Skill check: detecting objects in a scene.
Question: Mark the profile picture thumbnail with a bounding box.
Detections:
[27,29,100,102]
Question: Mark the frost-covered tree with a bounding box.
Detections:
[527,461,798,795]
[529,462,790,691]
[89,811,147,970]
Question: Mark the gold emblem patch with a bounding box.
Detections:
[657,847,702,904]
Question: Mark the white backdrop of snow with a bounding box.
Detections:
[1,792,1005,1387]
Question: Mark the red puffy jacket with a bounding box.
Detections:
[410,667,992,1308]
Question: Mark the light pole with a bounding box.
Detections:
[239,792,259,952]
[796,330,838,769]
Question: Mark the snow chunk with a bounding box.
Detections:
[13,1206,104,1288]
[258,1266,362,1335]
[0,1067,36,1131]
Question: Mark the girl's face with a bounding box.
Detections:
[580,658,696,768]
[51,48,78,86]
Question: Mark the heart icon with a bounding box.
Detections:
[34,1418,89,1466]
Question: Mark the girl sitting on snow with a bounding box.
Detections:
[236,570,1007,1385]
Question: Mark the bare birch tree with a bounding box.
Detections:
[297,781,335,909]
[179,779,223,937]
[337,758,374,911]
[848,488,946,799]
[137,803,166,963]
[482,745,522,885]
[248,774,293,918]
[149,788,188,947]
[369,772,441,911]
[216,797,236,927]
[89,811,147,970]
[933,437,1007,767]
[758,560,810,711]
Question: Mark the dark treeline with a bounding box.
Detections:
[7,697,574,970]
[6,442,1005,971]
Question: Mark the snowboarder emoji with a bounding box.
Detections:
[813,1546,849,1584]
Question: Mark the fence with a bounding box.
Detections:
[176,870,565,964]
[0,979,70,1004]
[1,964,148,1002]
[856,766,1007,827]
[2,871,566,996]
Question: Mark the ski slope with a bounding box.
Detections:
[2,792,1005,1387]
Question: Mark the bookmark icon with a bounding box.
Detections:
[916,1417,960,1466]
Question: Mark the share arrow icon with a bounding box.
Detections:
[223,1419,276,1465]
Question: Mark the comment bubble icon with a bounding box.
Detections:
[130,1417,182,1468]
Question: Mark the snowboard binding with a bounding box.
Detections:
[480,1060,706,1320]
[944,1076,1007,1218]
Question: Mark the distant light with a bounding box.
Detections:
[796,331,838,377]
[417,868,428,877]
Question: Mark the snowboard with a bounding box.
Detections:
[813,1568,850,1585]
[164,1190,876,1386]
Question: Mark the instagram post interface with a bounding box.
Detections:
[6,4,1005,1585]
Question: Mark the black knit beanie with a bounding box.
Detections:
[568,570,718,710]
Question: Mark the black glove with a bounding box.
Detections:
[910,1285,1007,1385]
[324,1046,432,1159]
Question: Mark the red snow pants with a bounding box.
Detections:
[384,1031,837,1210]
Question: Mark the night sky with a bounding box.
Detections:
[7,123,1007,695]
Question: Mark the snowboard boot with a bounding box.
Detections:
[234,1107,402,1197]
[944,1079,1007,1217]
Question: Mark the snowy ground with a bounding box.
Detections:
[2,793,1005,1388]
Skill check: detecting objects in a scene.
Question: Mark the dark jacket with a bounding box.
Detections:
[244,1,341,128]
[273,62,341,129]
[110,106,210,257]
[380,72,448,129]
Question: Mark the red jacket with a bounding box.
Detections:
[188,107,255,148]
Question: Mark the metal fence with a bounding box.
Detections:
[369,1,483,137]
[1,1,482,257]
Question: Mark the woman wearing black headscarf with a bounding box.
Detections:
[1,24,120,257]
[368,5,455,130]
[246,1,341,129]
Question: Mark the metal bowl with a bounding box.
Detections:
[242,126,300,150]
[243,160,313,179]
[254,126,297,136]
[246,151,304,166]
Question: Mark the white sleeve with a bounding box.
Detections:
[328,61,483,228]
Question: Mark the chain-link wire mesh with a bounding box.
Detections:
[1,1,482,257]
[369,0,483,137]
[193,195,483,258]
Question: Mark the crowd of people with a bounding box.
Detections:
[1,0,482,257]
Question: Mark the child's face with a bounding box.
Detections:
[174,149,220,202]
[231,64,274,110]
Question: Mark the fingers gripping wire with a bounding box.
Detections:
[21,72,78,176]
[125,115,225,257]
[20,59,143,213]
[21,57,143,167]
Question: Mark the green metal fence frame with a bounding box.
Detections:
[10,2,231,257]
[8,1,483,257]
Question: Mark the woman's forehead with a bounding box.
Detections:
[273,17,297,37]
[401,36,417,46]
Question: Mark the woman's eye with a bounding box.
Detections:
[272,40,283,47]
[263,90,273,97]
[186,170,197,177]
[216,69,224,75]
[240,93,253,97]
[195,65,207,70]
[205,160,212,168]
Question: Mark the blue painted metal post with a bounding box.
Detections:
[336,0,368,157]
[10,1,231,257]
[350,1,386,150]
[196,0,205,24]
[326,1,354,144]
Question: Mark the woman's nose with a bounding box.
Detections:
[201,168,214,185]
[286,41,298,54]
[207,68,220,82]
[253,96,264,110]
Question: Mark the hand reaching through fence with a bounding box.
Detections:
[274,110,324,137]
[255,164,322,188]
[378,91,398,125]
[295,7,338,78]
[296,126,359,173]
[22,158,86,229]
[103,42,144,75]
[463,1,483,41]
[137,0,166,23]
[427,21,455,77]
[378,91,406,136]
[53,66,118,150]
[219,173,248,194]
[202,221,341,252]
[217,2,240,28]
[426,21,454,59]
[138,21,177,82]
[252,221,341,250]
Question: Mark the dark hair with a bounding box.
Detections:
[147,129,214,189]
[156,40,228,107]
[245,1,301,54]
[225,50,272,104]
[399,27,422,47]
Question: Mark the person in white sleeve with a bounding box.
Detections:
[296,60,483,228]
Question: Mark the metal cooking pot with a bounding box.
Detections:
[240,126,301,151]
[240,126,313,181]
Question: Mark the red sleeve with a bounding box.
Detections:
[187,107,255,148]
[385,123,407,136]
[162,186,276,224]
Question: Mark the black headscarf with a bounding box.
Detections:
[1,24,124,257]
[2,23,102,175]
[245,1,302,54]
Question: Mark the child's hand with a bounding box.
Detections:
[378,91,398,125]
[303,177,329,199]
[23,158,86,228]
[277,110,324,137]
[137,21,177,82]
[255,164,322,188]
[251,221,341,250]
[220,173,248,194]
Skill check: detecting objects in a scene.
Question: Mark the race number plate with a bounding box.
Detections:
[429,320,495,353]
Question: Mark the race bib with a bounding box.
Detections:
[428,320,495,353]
··········
§ TASK DESCRIPTION:
Word for word, write out all of the entries again.

§ RESPONSE TO THIS EXERCISE:
Skill check: detecting objects in a scene.
Question: Mark the profile picture thumbnail with a bounding box.
Detections:
[27,29,100,102]
Question: Mark the frost-covered tree with a bounding box.
Detections:
[527,461,798,795]
[529,462,790,691]
[89,811,147,970]
Question: Mark the gold emblem patch with a bounding box.
Detections:
[657,847,702,904]
Question: Mark the white backdrop of snow with a bounding box.
Detections:
[1,792,1005,1387]
Question: Mark the red puffy jacket with a bounding box.
Detections:
[410,667,992,1308]
Question: Mark the light pole with a bounding box.
Detections:
[239,792,259,952]
[796,330,838,769]
Question: Mark the snow chunk with a bounding box.
Detections:
[13,1206,104,1288]
[258,1266,362,1335]
[0,1067,36,1131]
Question: Mark the girl's face with a bounding box.
Detections:
[580,658,696,768]
[51,48,78,86]
Question: Mark the heart icon with a bounding box.
Detections:
[34,1418,89,1466]
Question: Mark the girl sitting on snow with a bounding box.
Detections:
[236,570,1007,1385]
Question: Mark the bare birch tree with a bounding box.
Detections:
[297,781,335,909]
[179,779,223,937]
[337,758,374,911]
[848,488,946,799]
[137,803,166,963]
[482,745,522,885]
[248,774,293,918]
[149,788,188,947]
[369,772,441,911]
[216,797,236,927]
[89,811,147,970]
[933,437,1007,767]
[758,560,810,711]
Question: Mark the dark treeline with a bounding box.
Detections:
[7,697,574,970]
[6,442,1005,971]
Question: Mark the snowboarder emoji with a bounding box.
Detections:
[813,1546,849,1584]
Question: Mark the fence with a bounding box.
Detections:
[176,870,565,964]
[0,979,70,1004]
[1,964,148,1002]
[856,766,1007,827]
[2,871,566,996]
Question: Mark the ski slope with a bounding box.
Detections:
[2,792,1005,1387]
Question: Mark the bookmark icon with a bounding box.
Detections:
[916,1417,960,1466]
Question: Mark the share arrow icon with a bounding box.
Detections:
[223,1419,276,1465]
Question: Mark the comment bubble icon with a bounding box.
Detections:
[130,1417,182,1468]
Question: Mark the snowboard binding with a bounding box.
Detections:
[480,1060,706,1320]
[944,1076,1007,1218]
Question: Mark the distant light with a bounding box.
Detections:
[796,331,838,377]
[417,868,428,877]
Question: Mark the snowboard with a bounding box.
Detections:
[813,1568,850,1585]
[164,1190,876,1386]
Question: Mark the instagram post interface with a bounding box.
Detections:
[6,4,1005,1585]
Question: Mark the black knit beanie with a bounding box.
Detections:
[568,570,718,710]
Question: Mark the black glove with a bounding box.
Detections:
[910,1285,1007,1385]
[324,1046,432,1159]
Question: Mark the red snow pants with a bounding box.
Detections:
[384,1031,837,1210]
Question: Mark the night sky with a bounding box.
Detections:
[7,123,1007,695]
Question: Mark the snowboard boot with a bounding box.
Detections:
[234,1107,402,1197]
[944,1079,1007,1217]
Question: Mark the snowy ground with a bounding box.
Detections:
[2,793,1005,1388]
Skill check: detecting objects in a scene.
Question: Mark the dark jacket with a bounding box.
Detections:
[244,1,341,128]
[273,62,341,129]
[110,106,210,257]
[380,72,448,129]
Question: Mark the red jacket with a bounding box.
Detections:
[188,107,255,148]
Question: Mark the metal fence with a bounding box.
Detections:
[369,1,483,137]
[1,1,482,257]
Question: Mark the woman wearing black headscarf with a bounding box.
Detections:
[1,24,120,257]
[368,5,455,130]
[246,1,341,129]
Question: Mark the metal bowl with a bounding box.
Detections:
[242,126,300,150]
[243,160,313,179]
[254,126,297,136]
[246,151,304,166]
Question: Mark the white sleeve with a bounding box.
Detections:
[328,61,483,228]
Question: Mark the chain-link wire mesh with a bounding box.
Detections:
[1,1,482,257]
[369,0,483,137]
[193,195,483,258]
Question: Mark the crowd of people with a bounding box.
Detections:
[1,0,482,257]
Question: Mark the child's face with a bounding box.
Detections:
[174,149,220,202]
[231,64,274,110]
Question: Mark the fingers gripping wire with a bounding box.
Detections:
[21,72,78,176]
[125,115,225,257]
[20,59,143,213]
[21,57,143,167]
Question: Mark the green metal fence frame with a bounding box.
Detections:
[10,2,231,257]
[8,1,483,257]
Question: Mark the woman's forehead with a bounding box.
Detections:
[273,17,297,37]
[401,36,417,46]
Question: Mark the woman's eye with a bounding box.
Detections:
[272,40,283,47]
[263,90,273,97]
[186,170,197,177]
[216,69,224,75]
[240,93,253,97]
[195,65,207,70]
[205,160,212,168]
Question: Mark the blue painted metal post with a bounding box.
Detections:
[336,0,368,157]
[10,1,231,257]
[350,1,386,150]
[196,0,205,24]
[326,1,354,144]
Question: Mark the woman's nose with a bounding box.
Detections:
[201,168,214,185]
[286,41,298,54]
[207,68,220,82]
[253,96,264,110]
Question: Mark the hand reaching through fence with a bounding box.
Detections:
[274,110,324,137]
[255,164,322,188]
[378,91,398,125]
[295,7,338,78]
[296,126,359,173]
[22,158,86,229]
[103,42,144,75]
[463,1,483,41]
[137,0,166,23]
[427,21,455,77]
[378,91,406,136]
[53,66,118,150]
[219,173,248,194]
[202,221,341,252]
[217,2,240,28]
[426,21,454,59]
[138,21,177,82]
[252,221,341,250]
Question: Mark the dark hair with a bounding box.
Detections:
[147,129,214,189]
[156,40,228,107]
[245,1,301,54]
[225,50,272,104]
[399,27,422,47]
Question: Mark the person in white sleeve with a bounding box.
Detections:
[296,60,483,228]
Question: Mark the metal cooking pot with a bounding box.
Detections:
[240,126,301,151]
[240,126,313,181]
Question: Mark the red sleeve with a bounding box.
Detections:
[187,107,255,148]
[385,123,407,136]
[162,186,276,224]
Question: Mark the black headscarf with a bounding box.
Detections:
[1,24,124,257]
[2,23,102,175]
[245,1,302,54]
Question: Mark the child's hand with a bounding box.
Detections:
[378,91,398,125]
[303,177,329,199]
[23,158,86,228]
[277,110,324,137]
[137,21,177,82]
[255,164,322,188]
[251,221,341,250]
[220,173,248,194]
Skill check: detecting objects in a scene.
Question: Mark the race number plate with a bounding box.
Detections:
[429,320,495,353]
Question: Mark the race bib with a bounding box.
Detections:
[428,320,495,353]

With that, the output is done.